### Goal of the exercise
Copy the lines of the material below verbatim, from the line with "Tag the rear" to the line with "Tag the 2yg5gcn", including both of those lines.
==== Records shown
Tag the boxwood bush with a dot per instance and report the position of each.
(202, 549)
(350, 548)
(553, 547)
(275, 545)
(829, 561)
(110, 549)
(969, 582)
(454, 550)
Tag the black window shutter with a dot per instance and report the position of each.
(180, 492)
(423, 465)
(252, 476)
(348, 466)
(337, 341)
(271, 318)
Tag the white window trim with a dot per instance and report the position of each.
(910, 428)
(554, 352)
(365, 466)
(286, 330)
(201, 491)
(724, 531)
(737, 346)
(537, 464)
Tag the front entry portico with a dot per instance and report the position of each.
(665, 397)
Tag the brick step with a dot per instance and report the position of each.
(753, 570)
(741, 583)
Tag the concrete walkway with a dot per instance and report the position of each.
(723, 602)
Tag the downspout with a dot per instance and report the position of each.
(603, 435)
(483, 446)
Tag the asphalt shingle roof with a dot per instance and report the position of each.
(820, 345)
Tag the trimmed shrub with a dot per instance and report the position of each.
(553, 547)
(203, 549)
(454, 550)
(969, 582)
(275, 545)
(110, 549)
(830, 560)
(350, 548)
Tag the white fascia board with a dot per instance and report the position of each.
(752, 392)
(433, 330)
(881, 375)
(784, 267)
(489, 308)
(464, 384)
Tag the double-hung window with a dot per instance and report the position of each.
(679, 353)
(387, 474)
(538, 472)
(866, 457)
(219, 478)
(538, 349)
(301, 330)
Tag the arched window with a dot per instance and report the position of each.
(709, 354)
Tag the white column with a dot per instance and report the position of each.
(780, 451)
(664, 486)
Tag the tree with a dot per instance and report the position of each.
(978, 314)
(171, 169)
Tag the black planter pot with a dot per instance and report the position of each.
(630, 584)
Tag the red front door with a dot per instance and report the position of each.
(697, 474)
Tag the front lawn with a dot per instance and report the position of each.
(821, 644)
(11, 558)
========
==== Records shown
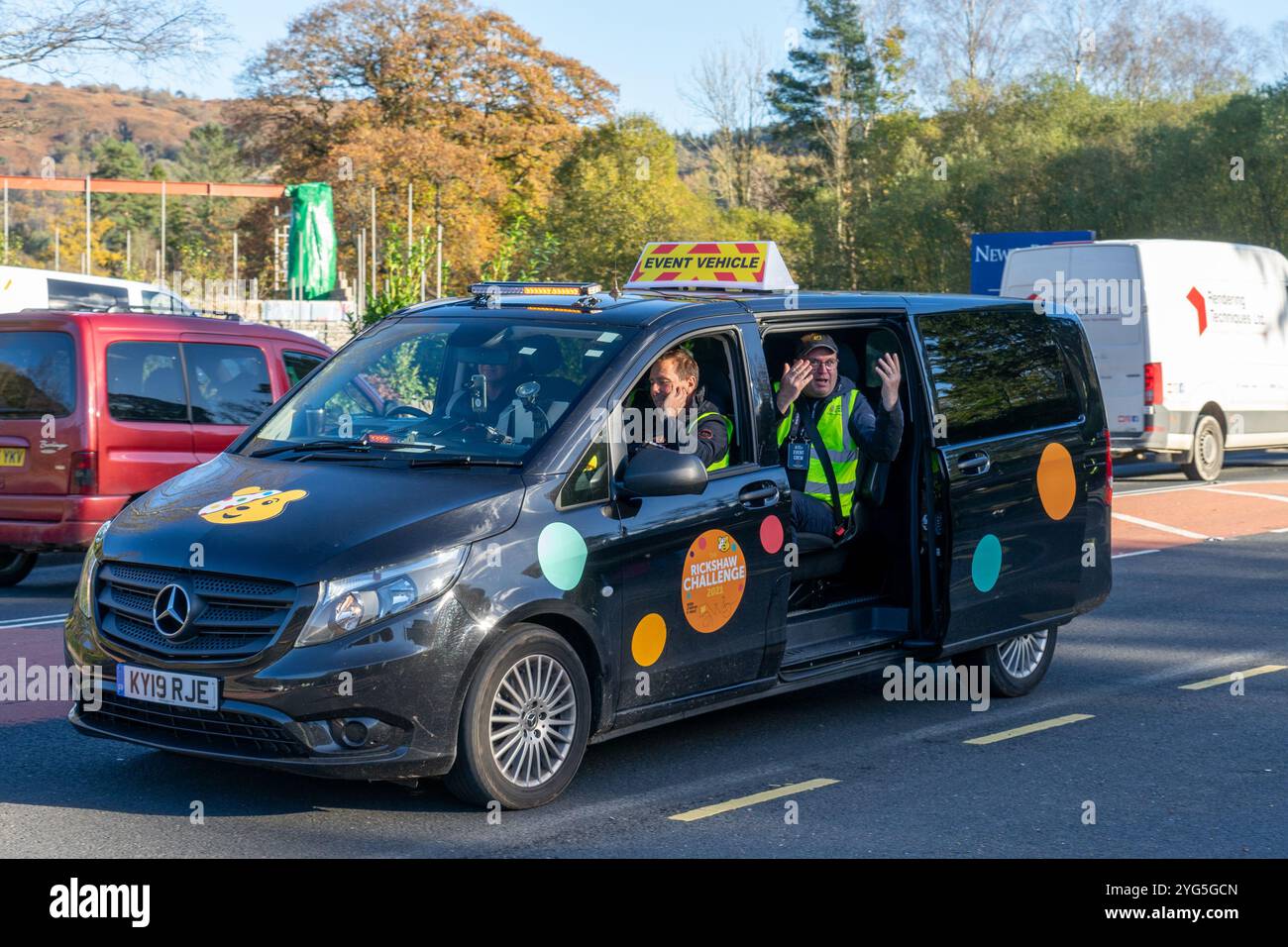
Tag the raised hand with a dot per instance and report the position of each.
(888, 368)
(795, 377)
========
==== Records shown
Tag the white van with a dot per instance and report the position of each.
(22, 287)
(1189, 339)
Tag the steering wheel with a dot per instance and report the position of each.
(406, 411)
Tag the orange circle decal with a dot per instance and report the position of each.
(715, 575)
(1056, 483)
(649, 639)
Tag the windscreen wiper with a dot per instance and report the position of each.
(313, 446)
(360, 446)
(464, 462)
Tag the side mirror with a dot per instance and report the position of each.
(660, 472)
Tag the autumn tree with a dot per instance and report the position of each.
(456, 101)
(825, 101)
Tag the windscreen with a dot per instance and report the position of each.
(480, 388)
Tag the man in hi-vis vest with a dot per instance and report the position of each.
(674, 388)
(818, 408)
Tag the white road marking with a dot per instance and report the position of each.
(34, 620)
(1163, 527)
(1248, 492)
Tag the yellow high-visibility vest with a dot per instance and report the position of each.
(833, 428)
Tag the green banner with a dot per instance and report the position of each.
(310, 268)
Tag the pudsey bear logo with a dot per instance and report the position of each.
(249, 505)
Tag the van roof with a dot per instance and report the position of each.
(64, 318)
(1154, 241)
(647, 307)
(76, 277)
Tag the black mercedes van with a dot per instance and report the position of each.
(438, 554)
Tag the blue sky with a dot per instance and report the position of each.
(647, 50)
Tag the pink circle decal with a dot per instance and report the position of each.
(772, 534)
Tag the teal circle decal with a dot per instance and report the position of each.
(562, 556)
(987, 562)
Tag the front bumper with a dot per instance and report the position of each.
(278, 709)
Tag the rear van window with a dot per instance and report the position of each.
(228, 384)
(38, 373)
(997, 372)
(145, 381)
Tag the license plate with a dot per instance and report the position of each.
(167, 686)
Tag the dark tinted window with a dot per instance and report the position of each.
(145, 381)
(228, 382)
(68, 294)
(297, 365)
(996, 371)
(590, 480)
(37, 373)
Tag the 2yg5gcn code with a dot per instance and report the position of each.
========
### Answer to this exercise
Tag the rear van window with a dot per instance and report the position of each.
(228, 384)
(38, 373)
(997, 372)
(145, 381)
Tag the license plate with a dot per instance and report the position of each.
(167, 686)
Tag the dark tinted window with a dot per instance and report the position of each.
(145, 381)
(228, 382)
(68, 294)
(297, 365)
(996, 371)
(590, 480)
(37, 373)
Tag the 2yg5gcn code with a dot per instance and report the position of each.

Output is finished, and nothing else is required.